§ **Selected passage**
________________________

TIP: It can be easy to under-appreciate just how large Old Faithful is when you observe it from the official viewing area. It’s worth taking a second look from further away as well because a different perspective truly highlights its scale.
*** Learn more: Tips for Visiting Yellowstone in Summer ***
How Often Does Old Faithful Erupt?
Old Faithful erupts on average once every 90 minutes, but intervals between eruptions can vary significantly; usually from 60 to 110 minutes. Since the year 2000, recorded interval times have ranged from just 44 minutes up to 2 hours.
The time between eruptions is influenced by the length of the previous eruption. A shorter eruption will generally give rise to a shorter interval until the next one. A long eruption is likely to be followed by a longer interval.
New research has shown that the timing is also affected by the amount of rainfall in the area. Geysers are fuelled by groundwater, so the more that is available, the more likely Old Faithful is to spout.
Contrary to popular belief, the intervals between eruptions have lengthened only slightly over the years. The biggest changes have been caused by earthquakes, which affect the underground ‘plumbing’ of the geyser. The 1959 Hebgen Lake earthquake, for example, caused a drop in the number of eruptions per day from 21 to 20. While this is significant from a geological point of view, it doesn’t have much of an impact on visitors to Old Faithful. There are still plenty of opportunities to see the geyser in action every day.
How to See the Old Faithful Erupt?
When you are visiting Old Faithful, it’s easy to get a fairly accurate idea of when the next eruption is due. Timings are posted in the Visitor Centre and other buildings in the Old Faithful area. You can also find predicted eruption times on the National Park Service Yellowstone app or the geyser prediction Twitter feed.
And although you might think that these timings are predicted using sophisticated equipment, the truth is that Visitor Centre staff work them out from prior eruptions using a stopwatch, a pen, and a logbook!
TIP: Check the predicted eruption time for the Old Faithful immediately when you arrive in the area. If it’s a long wait, explore the Upper Geyser Basin or the Old Faithful Inn first. Otherwise, if it’s just 15-20 minutes before the predicted time, head straight to the OF viewing area, find a seat on one of the many benches and wait.
Our experience: When we visited, the Old Faithful always erupted 10-15 minutes later than predicted. But it also happens that it erupts sooner than expected. So you have to arrive a bit early and have some patience. We waited for over half an hour every time, but it’s definitely worth the wait!
Good to know: Predictions are not available when the Visitor Centre is closed, from early November to mid-December and mid-March to mid-April.
What Happens During an Eruption?
Before the eruption begins, there is a period known as ‘preplay’, where the geyser splashes and may even emit jets of water, occasionally as high as 20 feet into the air. This ‘preplay’ can last for up to 20 minutes and will gradually develop into the actual eruption.
Each eruption ejects anywhere from 3,700 to 8,400 gallons (14,000 – 32,000 liters) of boiling water to heights of 105 to 185 feet (32-56 meters). The average height of the Old Faithful is around 144 ft (44 meters).

________________________

§ **Goals**
A) In the passage on Old Faithful, what do Visitor Centre staff use to work out the predicted eruption times?
B) Reproduce word for word the part of the Old Faithful passage from "New research has" up to and including "is to spout.".

Stored records:

________________________

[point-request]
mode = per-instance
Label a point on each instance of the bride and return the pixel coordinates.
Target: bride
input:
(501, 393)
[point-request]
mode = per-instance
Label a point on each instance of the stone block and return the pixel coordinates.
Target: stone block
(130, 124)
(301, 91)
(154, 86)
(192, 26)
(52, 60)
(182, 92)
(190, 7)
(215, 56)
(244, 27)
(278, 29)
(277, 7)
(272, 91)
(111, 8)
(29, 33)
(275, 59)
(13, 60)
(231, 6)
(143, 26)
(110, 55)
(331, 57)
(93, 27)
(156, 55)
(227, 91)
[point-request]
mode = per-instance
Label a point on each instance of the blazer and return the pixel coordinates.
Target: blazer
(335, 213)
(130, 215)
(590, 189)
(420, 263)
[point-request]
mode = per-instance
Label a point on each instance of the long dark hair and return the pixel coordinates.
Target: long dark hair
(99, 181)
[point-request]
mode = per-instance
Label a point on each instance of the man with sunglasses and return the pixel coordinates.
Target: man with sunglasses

________________________

§ **Responses to the tasks**
A) A stopwatch, a pen, and a logbook.

B)
New research has shown that the timing is also affected by the amount of rainfall in the area. Geysers are fuelled by groundwater, so the more that is available, the more likely Old Faithful is to spout.